EXERCISE DIRECTIONS -
Recast the lines of the records below as a Markdown table with the columns "No." and "Text", giving each nonblank line its own numbered row. Leave the pictures out of the table.

EXCERPTED RECORDS -
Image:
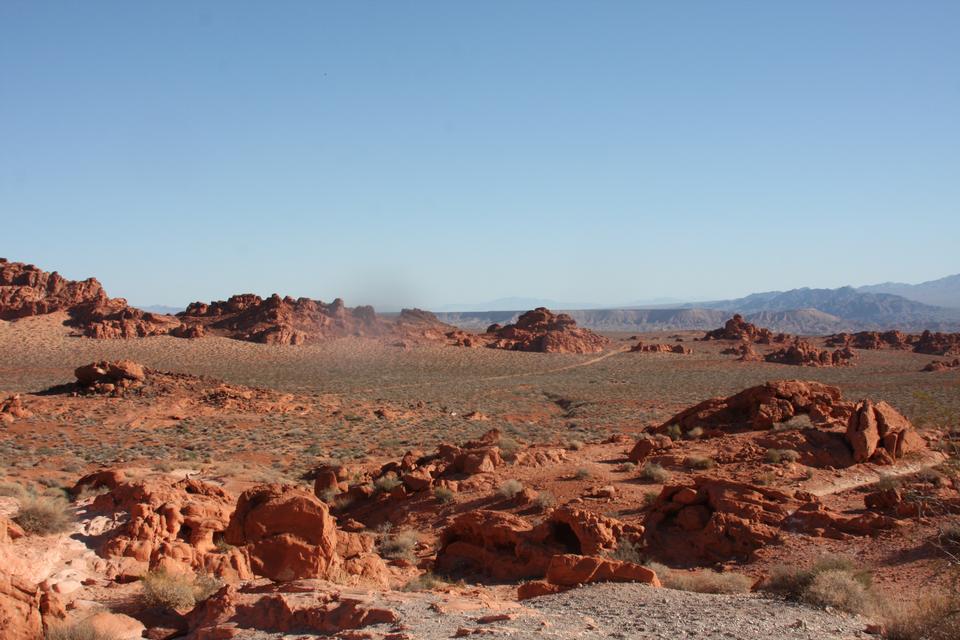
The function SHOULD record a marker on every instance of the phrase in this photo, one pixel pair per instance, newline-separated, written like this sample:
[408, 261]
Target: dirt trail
[506, 376]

ANSWER TO THIS TASK -
| No. | Text |
|---|---|
| 1 | Image: |
| 2 | The function SHOULD record a marker on every instance of the phrase in this photo, one pixel pair per instance, newline-separated, written like this sample: |
| 3 | [408, 261] |
| 4 | Target: dirt trail |
| 5 | [506, 376] |